* _Work instruction_:
Each line below from the one containing "Place one marker on each instance of the roof spoiler." through the one containing "Place one marker on each instance of the taillight." is to be given again exactly, and no line outside that span.

Provided entries START

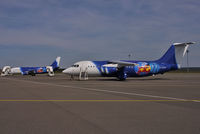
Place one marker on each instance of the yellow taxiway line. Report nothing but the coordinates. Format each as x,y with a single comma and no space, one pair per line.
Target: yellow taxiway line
99,100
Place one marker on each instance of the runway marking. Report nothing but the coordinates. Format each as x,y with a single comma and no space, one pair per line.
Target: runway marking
106,91
98,100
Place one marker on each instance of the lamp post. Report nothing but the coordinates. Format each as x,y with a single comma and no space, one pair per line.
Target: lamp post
187,60
129,56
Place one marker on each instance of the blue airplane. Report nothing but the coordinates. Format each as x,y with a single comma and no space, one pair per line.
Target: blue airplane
122,69
7,70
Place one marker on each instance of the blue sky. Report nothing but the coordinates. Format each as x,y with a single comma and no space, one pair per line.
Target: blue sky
34,32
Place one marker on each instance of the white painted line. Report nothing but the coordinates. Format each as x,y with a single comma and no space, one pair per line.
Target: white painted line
102,90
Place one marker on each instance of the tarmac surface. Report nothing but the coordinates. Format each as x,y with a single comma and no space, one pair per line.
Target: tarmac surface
164,104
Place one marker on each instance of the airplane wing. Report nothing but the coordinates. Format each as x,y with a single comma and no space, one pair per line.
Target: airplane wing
123,63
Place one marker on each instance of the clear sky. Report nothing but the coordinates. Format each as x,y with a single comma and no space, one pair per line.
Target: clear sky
35,32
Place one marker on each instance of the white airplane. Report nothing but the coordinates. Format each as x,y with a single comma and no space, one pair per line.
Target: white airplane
7,70
122,69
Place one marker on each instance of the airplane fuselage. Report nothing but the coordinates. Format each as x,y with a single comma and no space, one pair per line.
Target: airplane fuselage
106,69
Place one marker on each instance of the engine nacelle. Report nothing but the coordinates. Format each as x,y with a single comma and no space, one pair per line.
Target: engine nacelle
50,70
6,71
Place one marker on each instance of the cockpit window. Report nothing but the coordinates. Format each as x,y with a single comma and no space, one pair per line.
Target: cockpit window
75,65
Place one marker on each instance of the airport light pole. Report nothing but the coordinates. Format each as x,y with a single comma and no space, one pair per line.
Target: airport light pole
187,60
129,56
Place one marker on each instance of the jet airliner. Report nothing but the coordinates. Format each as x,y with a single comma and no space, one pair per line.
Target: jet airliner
7,70
123,69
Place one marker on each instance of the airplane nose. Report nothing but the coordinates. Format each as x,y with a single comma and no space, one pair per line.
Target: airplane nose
67,71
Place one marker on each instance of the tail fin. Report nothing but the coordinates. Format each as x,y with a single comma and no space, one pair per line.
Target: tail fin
175,53
56,63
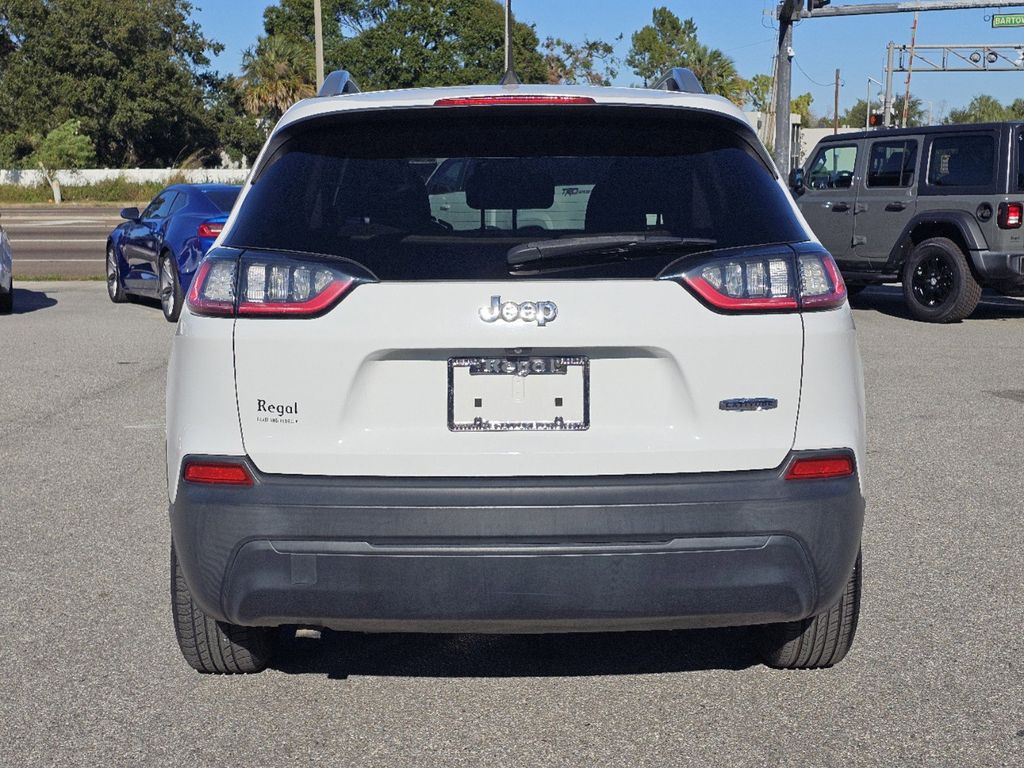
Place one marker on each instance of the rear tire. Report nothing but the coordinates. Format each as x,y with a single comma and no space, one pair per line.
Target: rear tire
852,289
819,641
171,296
938,284
114,288
211,646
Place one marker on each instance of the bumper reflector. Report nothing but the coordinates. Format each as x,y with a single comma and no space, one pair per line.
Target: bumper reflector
819,467
213,473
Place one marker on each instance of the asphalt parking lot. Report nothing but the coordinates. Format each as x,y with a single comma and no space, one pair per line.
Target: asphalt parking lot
92,675
68,241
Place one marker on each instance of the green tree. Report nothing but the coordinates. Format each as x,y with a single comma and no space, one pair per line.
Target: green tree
592,61
411,43
857,114
802,105
984,109
665,43
275,74
62,148
759,92
135,73
240,133
670,41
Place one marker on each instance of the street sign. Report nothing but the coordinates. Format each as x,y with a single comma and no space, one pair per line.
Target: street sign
1001,20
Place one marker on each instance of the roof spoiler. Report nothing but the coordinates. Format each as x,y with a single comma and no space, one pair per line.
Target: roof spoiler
338,83
679,79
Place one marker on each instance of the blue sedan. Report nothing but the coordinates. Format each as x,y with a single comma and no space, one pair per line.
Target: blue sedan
156,253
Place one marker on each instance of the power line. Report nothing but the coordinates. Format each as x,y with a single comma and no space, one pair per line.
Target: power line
820,85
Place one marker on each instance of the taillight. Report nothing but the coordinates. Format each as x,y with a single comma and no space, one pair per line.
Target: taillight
212,291
217,473
763,280
210,228
1011,215
513,100
821,467
269,286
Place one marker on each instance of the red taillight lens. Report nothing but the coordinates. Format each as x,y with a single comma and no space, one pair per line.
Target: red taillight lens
761,280
820,467
268,286
821,286
210,228
289,288
212,292
513,100
1011,215
217,473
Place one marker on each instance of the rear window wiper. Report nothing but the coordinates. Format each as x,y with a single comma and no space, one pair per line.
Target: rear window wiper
576,250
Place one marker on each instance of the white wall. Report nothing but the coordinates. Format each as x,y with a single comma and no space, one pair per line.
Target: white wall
137,175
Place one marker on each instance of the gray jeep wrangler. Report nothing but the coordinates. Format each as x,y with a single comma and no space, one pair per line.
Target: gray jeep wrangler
938,209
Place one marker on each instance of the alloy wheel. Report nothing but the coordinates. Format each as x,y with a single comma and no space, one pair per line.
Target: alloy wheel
933,281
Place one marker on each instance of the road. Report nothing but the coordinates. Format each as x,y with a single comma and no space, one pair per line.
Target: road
92,676
67,241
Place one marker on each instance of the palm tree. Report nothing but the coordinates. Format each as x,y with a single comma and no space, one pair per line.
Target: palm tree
717,73
275,75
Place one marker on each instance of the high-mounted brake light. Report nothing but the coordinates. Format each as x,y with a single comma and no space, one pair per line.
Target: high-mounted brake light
268,286
765,280
1011,215
210,228
821,467
512,100
217,473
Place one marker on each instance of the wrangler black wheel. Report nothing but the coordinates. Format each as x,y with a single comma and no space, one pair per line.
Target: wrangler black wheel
938,284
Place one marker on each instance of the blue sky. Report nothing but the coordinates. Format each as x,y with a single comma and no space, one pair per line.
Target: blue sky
855,45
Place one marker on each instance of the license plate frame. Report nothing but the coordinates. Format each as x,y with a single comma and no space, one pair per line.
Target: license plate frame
523,367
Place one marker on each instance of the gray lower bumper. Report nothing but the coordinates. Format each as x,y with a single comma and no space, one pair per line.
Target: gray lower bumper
520,554
999,268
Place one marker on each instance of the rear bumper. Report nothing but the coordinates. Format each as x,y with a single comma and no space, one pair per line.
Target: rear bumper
999,268
519,554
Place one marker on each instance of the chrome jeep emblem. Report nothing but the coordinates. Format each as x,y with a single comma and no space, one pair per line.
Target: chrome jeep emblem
541,312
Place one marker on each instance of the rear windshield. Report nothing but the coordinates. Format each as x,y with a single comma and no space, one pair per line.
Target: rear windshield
500,177
223,199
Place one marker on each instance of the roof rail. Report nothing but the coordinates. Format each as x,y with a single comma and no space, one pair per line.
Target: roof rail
679,79
338,83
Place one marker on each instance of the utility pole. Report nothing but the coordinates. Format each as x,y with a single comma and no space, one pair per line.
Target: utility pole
887,105
794,10
836,118
909,72
318,36
509,78
787,12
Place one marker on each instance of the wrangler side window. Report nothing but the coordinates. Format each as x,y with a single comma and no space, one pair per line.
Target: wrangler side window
833,168
962,161
1020,159
892,164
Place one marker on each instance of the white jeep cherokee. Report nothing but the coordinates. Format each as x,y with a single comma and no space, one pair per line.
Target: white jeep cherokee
650,417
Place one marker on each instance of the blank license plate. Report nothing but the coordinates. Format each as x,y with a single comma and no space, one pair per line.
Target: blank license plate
503,394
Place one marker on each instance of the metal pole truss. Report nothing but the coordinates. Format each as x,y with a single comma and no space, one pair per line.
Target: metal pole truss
961,57
901,7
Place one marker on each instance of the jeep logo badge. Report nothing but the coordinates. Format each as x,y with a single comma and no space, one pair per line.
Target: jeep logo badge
541,312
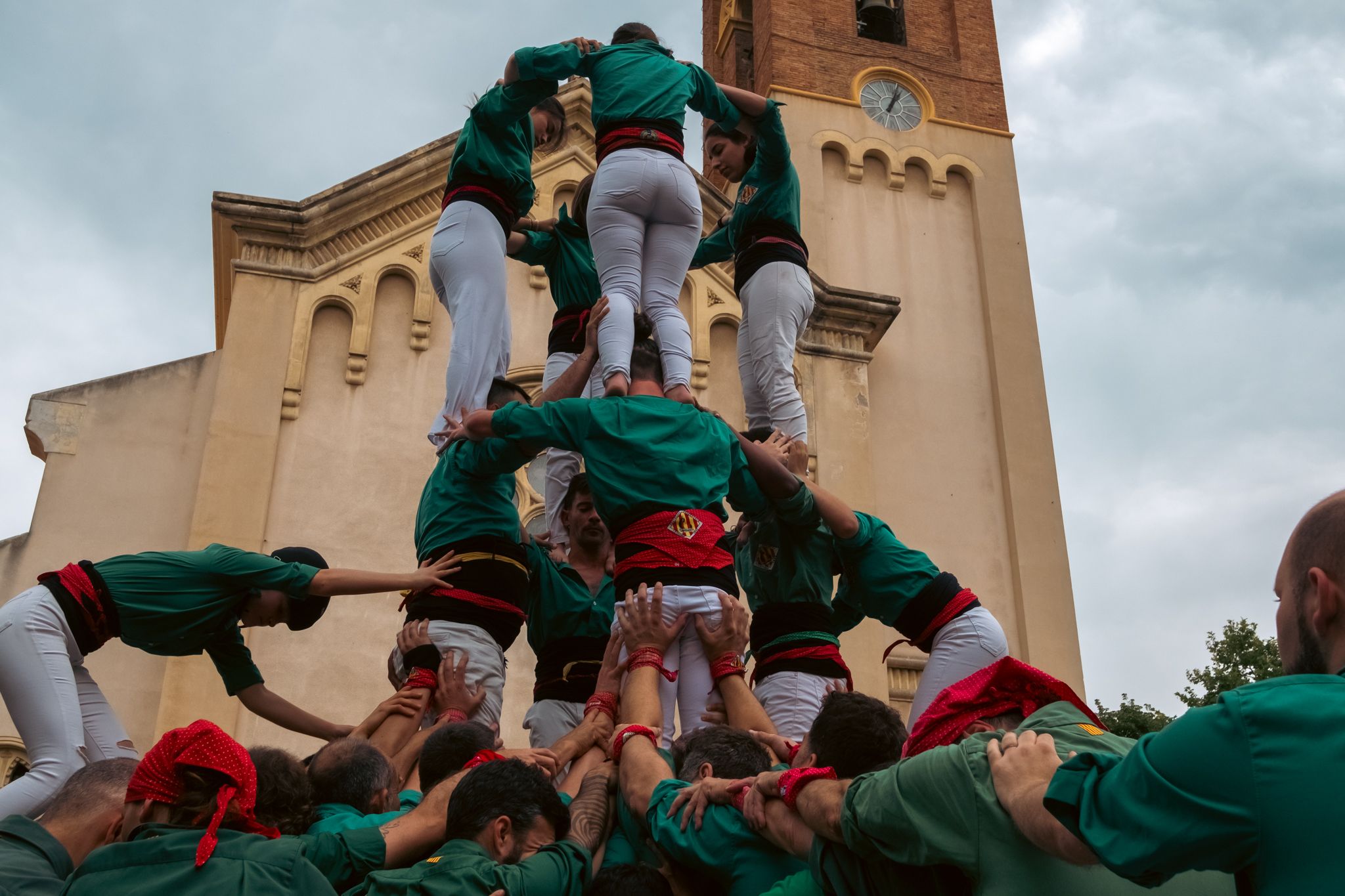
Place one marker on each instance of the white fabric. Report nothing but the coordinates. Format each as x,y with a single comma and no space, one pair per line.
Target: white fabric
467,272
686,698
61,714
645,224
562,465
776,304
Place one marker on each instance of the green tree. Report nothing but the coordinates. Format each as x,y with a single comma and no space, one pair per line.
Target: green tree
1239,657
1132,719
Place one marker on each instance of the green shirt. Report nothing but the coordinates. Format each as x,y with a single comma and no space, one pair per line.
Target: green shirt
470,492
496,140
560,603
464,868
162,859
638,79
178,603
33,863
331,819
725,848
787,558
642,453
568,259
770,191
880,575
1251,785
939,807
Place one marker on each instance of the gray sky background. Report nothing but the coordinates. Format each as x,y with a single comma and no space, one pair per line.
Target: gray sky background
1183,174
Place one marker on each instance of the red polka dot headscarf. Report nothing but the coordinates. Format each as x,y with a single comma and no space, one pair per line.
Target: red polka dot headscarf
201,744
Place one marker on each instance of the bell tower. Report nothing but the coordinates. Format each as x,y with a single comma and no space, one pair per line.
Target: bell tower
896,117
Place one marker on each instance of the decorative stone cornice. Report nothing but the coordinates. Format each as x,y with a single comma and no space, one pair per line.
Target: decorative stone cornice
847,323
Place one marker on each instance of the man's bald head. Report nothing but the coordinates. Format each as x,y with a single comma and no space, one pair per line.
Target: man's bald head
1310,621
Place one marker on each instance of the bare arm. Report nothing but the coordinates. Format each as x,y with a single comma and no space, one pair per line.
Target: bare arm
272,707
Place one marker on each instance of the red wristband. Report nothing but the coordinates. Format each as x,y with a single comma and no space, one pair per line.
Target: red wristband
603,702
422,677
794,781
482,758
725,666
626,734
643,657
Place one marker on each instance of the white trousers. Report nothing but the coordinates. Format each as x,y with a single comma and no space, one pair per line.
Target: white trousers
645,223
776,304
485,662
966,645
467,272
794,700
61,714
562,465
686,698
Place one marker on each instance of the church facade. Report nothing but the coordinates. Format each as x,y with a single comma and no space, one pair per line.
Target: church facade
920,368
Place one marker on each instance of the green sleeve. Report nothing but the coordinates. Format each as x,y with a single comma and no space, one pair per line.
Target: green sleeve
1168,805
772,146
919,812
562,423
242,570
562,870
708,100
345,856
716,247
539,247
503,105
233,661
490,458
557,61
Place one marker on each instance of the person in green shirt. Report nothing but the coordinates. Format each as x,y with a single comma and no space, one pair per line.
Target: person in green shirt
937,806
645,214
490,187
667,527
770,259
37,856
1251,785
562,247
170,603
508,830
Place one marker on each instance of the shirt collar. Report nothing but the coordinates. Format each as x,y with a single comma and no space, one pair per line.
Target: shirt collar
35,836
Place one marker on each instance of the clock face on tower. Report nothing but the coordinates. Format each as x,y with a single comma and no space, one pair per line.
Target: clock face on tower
891,104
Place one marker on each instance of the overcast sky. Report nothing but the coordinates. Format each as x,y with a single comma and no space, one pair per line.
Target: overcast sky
1183,175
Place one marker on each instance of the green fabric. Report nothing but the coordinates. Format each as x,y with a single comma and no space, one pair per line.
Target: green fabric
939,807
496,140
880,575
725,848
1250,785
787,559
568,259
331,819
178,603
33,863
560,603
464,868
470,492
162,860
630,446
768,191
638,79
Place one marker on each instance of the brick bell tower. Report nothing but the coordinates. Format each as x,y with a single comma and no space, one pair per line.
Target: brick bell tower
899,131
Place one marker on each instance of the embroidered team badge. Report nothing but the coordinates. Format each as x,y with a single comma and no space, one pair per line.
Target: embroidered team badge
685,526
764,557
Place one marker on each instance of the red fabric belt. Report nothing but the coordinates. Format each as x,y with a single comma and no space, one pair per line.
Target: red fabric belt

Provided entries END

* _Exercise response_:
Place one marker on each instance of the roof spoiler. Report nothing but the coordinates. Format each as x,y with a single comma and no space, one pair per line.
Target: roof spoiler
338,83
679,79
Place one marker on each instance of the blue sedan. Report nothing but the coordinates. Format each as x,y with a single comma and no space, one pair per line.
Target: blue sedan
156,253
Place one marker on each instance of the power line. Report nothing but the coordinates. Format each as x,y with a single comma and no space, one pair per line.
Target: power line
820,85
Place one marker on each instance of the taillight. Report nothing but the coordinates. Format each as x,y with a single comma and no space, one pair per line.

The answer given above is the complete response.